__Problem to solve__:
Even where a record seems odd, copy it exactly as it appears below.
-*-
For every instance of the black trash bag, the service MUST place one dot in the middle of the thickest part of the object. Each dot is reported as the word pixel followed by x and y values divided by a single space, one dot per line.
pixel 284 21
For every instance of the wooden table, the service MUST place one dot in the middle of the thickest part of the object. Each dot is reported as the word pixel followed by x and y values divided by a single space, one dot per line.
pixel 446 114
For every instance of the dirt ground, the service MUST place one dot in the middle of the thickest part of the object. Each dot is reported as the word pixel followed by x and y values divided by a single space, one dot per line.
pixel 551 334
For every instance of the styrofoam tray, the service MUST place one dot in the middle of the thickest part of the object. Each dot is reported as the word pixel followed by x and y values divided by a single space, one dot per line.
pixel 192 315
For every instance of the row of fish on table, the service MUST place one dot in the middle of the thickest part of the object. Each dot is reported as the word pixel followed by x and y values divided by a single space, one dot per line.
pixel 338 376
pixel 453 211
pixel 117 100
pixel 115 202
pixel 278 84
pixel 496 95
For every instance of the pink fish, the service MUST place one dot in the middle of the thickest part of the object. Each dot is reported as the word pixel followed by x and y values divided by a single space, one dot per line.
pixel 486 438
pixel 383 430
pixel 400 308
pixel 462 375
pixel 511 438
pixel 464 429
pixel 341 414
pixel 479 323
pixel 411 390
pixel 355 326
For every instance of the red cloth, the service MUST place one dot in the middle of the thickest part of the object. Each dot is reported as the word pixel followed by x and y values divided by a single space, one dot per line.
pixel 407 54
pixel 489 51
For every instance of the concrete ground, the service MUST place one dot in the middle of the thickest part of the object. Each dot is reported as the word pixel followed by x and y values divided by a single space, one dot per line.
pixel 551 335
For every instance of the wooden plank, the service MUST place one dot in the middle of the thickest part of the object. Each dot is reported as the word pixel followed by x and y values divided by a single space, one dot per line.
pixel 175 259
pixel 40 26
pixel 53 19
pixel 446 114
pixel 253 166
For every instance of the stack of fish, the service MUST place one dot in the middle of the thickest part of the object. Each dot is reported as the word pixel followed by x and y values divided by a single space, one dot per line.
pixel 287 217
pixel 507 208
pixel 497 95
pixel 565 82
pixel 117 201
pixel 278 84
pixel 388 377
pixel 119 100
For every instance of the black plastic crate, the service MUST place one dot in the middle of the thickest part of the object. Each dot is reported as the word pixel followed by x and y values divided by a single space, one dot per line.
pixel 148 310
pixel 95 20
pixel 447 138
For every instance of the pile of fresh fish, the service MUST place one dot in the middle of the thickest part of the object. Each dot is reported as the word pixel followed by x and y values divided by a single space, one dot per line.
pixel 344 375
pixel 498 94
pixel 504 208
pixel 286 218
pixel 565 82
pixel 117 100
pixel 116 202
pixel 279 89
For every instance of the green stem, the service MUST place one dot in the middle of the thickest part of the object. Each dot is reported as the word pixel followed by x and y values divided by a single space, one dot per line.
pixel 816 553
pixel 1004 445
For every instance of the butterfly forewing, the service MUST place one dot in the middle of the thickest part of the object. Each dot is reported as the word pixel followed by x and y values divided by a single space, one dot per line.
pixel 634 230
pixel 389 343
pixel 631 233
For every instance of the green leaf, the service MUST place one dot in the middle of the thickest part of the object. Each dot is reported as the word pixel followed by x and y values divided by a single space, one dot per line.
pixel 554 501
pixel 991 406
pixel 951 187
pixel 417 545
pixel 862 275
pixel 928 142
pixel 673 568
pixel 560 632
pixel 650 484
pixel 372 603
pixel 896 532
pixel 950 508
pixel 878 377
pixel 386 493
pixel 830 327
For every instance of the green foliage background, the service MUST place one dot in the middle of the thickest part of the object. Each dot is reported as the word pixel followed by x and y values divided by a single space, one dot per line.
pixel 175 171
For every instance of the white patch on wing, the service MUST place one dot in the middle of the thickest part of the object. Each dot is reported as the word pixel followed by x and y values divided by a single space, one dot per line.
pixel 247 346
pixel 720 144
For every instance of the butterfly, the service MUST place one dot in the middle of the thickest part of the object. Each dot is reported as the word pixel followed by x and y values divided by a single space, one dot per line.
-*-
__Reply to the task__:
For every instance of the black trash bag, the service MUST place one dot in the middle of the thickest part of the object. Each dot is reported as the word pixel followed by x and y values divided by a single space, one dot per line.
pixel 284 21
For every instance of the wooden table, the service MUST place one dot in the middle of the thickest part of the object. Each dot is reported as the word pixel followed by x and y values divided by a single space, one dot per line.
pixel 446 114
For every instance of the dirt ground, the service MUST place one dot in the middle of the thickest part of the object. Each dot is reported as the word pixel followed by x and y values divided by a single space, one dot per line.
pixel 551 334
For every instance of the styrofoam tray, the service MUST place one dot in the middle of the thickest part of the object. Each dot is reported as the word pixel followed by x and y values divided by a single space, one dot per line.
pixel 192 315
For every instance of the row of fish on table, the service MUST place one dot in the middle of the thickest part of the object. Each dot is reported as the word pixel followed by x and y values divided by a single space, one dot per line.
pixel 338 376
pixel 453 211
pixel 117 100
pixel 115 202
pixel 278 84
pixel 496 95
For every instance of the pink fish, the service MUST place one dot in the middle of the thickest part of the object. Each dot is reported as the word pixel followed by x and y values divided by a single space, one dot per line.
pixel 486 438
pixel 383 430
pixel 400 308
pixel 462 375
pixel 511 438
pixel 464 429
pixel 341 414
pixel 479 323
pixel 411 390
pixel 355 326
For every instance of the red cloth, the service MUST place one dot in the middle of the thickest part of the object. Each dot is reported as the word pixel followed by x and y values divided by a single space, one dot per line.
pixel 407 54
pixel 489 51
For every instance of the concrete ground, the service MUST place one dot in the middle of the thickest part of the object. Each dot is reported as the word pixel followed by x and y values divided by a single space, one dot per line.
pixel 551 335
For every instance of the wooden plank, the service MUST place one dot in the middle of the thickest part of the object. Each dot is reported as the word pixel followed by x and y values divided by a single space, one dot per line.
pixel 175 259
pixel 40 26
pixel 53 19
pixel 446 114
pixel 253 166
For every instance of the stack of fish, the service MUST place one dot in the middle of the thickest part of the object. Each dot is reported as the word pixel followed by x and y values divided by a single space, one dot per line.
pixel 287 217
pixel 507 208
pixel 497 95
pixel 565 82
pixel 117 201
pixel 278 84
pixel 388 377
pixel 119 100
For every instance of the black plastic crate, the service MUST place one dot in the middle of the thickest part of the object. Each dot is reported as the word pixel followed by x and y values divided by a single space, one dot per line.
pixel 148 310
pixel 95 20
pixel 447 138
For every instance of the pile of fresh fish, the service MUST place one dot in the middle of the thickest part of the object. Each dot is reported as the word pixel followed by x and y values divided by a single space, one dot per line.
pixel 344 375
pixel 498 94
pixel 504 208
pixel 286 218
pixel 565 82
pixel 117 100
pixel 116 202
pixel 279 89
For every instance of the green stem, the service MUST place one dot in the middle of the thickest part of the object. Each dot is reported as the word pixel followed by x and y values divided by a single space, one dot per line.
pixel 816 553
pixel 1004 445
For every instance of the butterfly forewing, the service MUST place one dot in the middle of the thickest part of the object. Each dot is reported as the word pixel followed by x and y values divided by a single space, one dot per line.
pixel 634 230
pixel 389 343
pixel 631 233
For every instance of the green leaf, the service MUST place one dot in the middle of the thickest part of the object. Each dot is reported as the word pixel followed by x and y values divided by a single space, one dot per line.
pixel 554 501
pixel 991 406
pixel 951 187
pixel 417 545
pixel 862 275
pixel 928 142
pixel 673 568
pixel 560 632
pixel 650 484
pixel 372 603
pixel 896 532
pixel 950 508
pixel 878 377
pixel 386 493
pixel 830 327
For every instance of the green foliage background, the service MUST place one dot in the middle of the thickest part of the object. Each dot is reported as the word pixel followed by x and y values divided by a single space, one dot per line.
pixel 175 171
For every instance of the white patch on wing, the service MUST place one dot in the middle of the thickest part of the object. Each dot is reported as the word pixel followed by x and y values divided by a single space, one dot per line.
pixel 247 346
pixel 720 144
For every instance of the butterfly, the service MUST place one dot in the middle of the thickest part of the object. Each dot is reported as the word pixel followed by x and y values divided by a single space, one dot per line.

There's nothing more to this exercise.